====== Texto base

João, um profeta que
veio para endireitar estradas.
A festa de São João está profundamente arraigada na cultura do povo
brasileiro. Em algumas regiões, tornou-se atração turística e é explorada como
ocasião para ganhar dinheiro ou consolidar votos. Mas esta é uma festa que só
aparentemente se distanciou do seu nascedouro bíblico e profético. Pois a alegria
simples e inocente que a caracteriza brota da certeza de que Deus não esquece a
aliança que fez conosco, visita e liberta seu povo, e envia profetas e
profetizas que preparam caminhos novos. Por isso, celebremos este dia com a
alegria que brota da liberdade que virá e com a coragem de João.
A festa de hoje não exige megaprodução. Bastam uma pequena fogueira e alguns
fogos de artifício, algumas roupas simples e baratas, uma banda improvisada e
capaz de tocar a alma popular, alimentos que custam pouco e têm sabor de
intimidade, bandeirinhas coloridas nos varais e balões levados ao sabor do
vento... Os degraus do poder são substituídos pela roda que a todos iguala nas
mãos dadas. A seriedade dos comandantes e a resignação dos que devem obedecer o
ritmo de produção ditado pela sede de lucro dão lugar a uma alegria que não há
como esconder, uma alegria que lança raízes no passado bíblico que nos pertence
e se embebeda das luzes de um mundo que está por vir.
De repente, os operários viram artistas, os camponeses se revelam
bailarinos, os coadjuvantes são protagonistas. A alegria, assim como a
irreverência, têm raízes bíblicas e força revolucionária. Não se trata da
alegria forçada pelas drogas, nem da felicidade histérica de quem se deleita nos
bens subtraídos aos homens e mulheres que os produzem, e também não é a alegria
produzida artificialmente por líderes religiosos sequiosos de domínio e de
riqueza, ou por estrelas políticas e midiáticas que seduzem incautos mas duram
pouco mais que uma noite.
Trata-se da alegria que brota da descoberta de que Deus olha para as
mãos calejadas, para os rostos sofridos, para os corpos vergados e os corações
partidos e os vê e proclama cheios de graça, plenos de charme. “Alegra-te,
cheia de graça! O Senhor está contigo! Bendita és tu entre as mulheres e
bendito é o fruto do teu ventre” (Lc 1,28.42). Como Maria na casa de Isabel,
alegramo-nos porque Deus olha para a humilhação dos seus filhos e filhas;
porque sua misericórdia se estende de geração em geração; porque ele mostra a
força do seu braço, derrubando os poderosos dos tronos e elevando os
humildes...

============
====== Dados

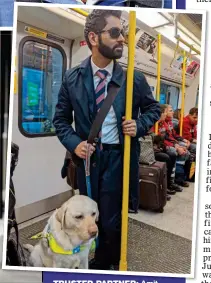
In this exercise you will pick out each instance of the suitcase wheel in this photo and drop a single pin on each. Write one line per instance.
(161, 210)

============

◆ **Tarefa a fazer**
Leia o texto sobre a festa de São João e diga se cada afirmação abaixo está de acordo com ele. Responda sim ou não e copie as palavras do texto que decidem cada caso.
(a) A festa de hoje precisa de uma grande produção.
(b) Em algumas regiões, a festa de São João virou atração turística.
(c) A alegria e a irreverência têm raízes bíblicas.

◆ **Resposta completa**
(a) Não: “A festa de hoje não exige megaprodução.”
(b) Sim: “Em algumas regiões, tornou-se atração turística”
(c) Sim: “A alegria, assim como a irreverência, têm raízes bíblicas e força revolucionária.”